### [Directive 1]
Arrange the rows as a numbered list, starting at the line containing "Reviewer note: confirm one keypoint per instance of the door;" and ending at the last of the rows, with blank lines left out.

— Begin Document segment —

1. Confirm the IndexedDB cache should key on a server-reported generator-version so deploys auto-invalidate stale entries (recommended yes).
2. Disk cache size cap (2 GB suggested) — does the hosted container have a writable volume of that size, or should we cap lower / fall back to memory-only?
3. Should we ship a ?nocache=1 query-param escape hatch for debugging?

Decision log

• Dropped: in-process worker. Permanent re-entrancy audit cost on the generator outweighs playground UX gain.
• Dropped: TypeProvider memoization. Silent-corruption bug class on cross-cutting dependencies; conservative invalidation collapses to low hit rates on real libraries.
• Kept: 99% production codegen path is unchanged. All four items live in the playground client + playground server, never in the generator.

Conclusion

The four items above target the specific traffic patterns the playground sees but the current pipeline doesn't optimize for: identical re-runs, near-identical sessions, and bytes-on-the-wire that nobody benefits from sending.

Concretely, after this work:

• Identical re-runs return instantly. Items 1 and 2 turn undo/redo, page reloads, share-link replays, and TypeSpec whitespace edits into ~zero-cost client-side renders. The user gets the result before they finish moving the mouse.
• Cross-user replays return fast. Item 3 means popular demo specs, tutorial pages, and retry storms hit a server-local cache instead of re-spawning dotnet. The first user to try a spec pays the full cost; everyone after pays an HTTP round-trip and a file read.
• The wire is leaner. Item 4 cuts the per-request bytes the browser ships and the parse work it does to prepare them — a small but free win on every request.
• We can measure further work. Item 5 surfaces existing per-stage generator timings, so any future investment beyond this scope is data-driven.

Critically, none of this changes the generator. The production codegen path used by Azure SDK CI, Spector, and every customer's tsp invocation runs the same code as today, with the same outputs, byte-for-byte. The risk surface is contained to the playground client and the playground server.

— End Document segment —
— Begin Given records —

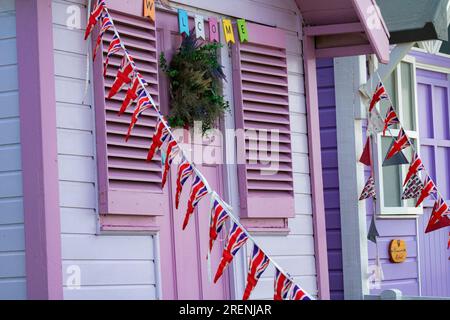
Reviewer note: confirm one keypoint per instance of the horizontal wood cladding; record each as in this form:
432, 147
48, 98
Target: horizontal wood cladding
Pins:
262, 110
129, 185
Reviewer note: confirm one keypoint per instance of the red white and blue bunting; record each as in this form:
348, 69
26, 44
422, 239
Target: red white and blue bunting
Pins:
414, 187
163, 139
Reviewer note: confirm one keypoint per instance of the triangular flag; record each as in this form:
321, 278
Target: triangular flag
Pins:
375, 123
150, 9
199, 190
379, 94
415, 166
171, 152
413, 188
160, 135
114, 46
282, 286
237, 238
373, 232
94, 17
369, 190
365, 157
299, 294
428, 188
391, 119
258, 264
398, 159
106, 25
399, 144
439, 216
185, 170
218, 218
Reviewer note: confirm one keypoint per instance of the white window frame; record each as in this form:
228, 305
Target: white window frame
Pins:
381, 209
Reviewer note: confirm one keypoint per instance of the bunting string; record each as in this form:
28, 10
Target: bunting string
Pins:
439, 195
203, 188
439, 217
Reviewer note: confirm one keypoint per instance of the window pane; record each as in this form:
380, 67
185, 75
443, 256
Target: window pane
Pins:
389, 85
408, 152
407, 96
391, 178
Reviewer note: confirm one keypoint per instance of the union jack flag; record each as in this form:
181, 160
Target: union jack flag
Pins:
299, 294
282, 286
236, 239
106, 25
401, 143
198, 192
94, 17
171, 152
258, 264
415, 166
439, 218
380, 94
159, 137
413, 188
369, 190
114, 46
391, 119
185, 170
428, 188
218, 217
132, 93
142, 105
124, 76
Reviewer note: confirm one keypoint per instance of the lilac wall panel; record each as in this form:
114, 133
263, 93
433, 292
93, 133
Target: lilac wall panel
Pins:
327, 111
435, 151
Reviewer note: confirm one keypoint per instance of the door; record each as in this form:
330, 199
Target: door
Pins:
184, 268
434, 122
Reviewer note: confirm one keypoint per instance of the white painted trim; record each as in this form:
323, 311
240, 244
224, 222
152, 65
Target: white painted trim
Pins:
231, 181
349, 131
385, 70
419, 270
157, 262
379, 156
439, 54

— End Given records —

### [Directive 2]
Reproduce the passage from the playground performance write-up starting at "2. Disk cache" and ending at "in the generator.".

### [Answer 1]
1. Reviewer note: confirm one keypoint per instance of the door; record each as in this form:
2. 330, 199
3. Target: door
4. Pins:
5. 184, 268
6. 434, 122
7. Reviewer note: confirm one keypoint per instance of the white painted trim; record each as in this form:
8. 323, 311
9. 240, 244
10. 224, 222
11. 152, 65
12. Target: white painted trim
13. Pins:
14. 231, 181
15. 349, 131
16. 385, 70
17. 419, 270
18. 157, 262
19. 379, 156
20. 439, 54

### [Answer 2]
2. Disk cache size cap (2 GB suggested) — does the hosted container have a writable volume of that size, or should we cap lower / fall back to memory-only?
3. Should we ship a ?nocache=1 query-param escape hatch for debugging?

Decision log

• Dropped: in-process worker. Permanent re-entrancy audit cost on the generator outweighs playground UX gain.
• Dropped: TypeProvider memoization. Silent-corruption bug class on cross-cutting dependencies; conservative invalidation collapses to low hit rates on real libraries.
• Kept: 99% production codegen path is unchanged. All four items live in the playground client + playground server, never in the generator.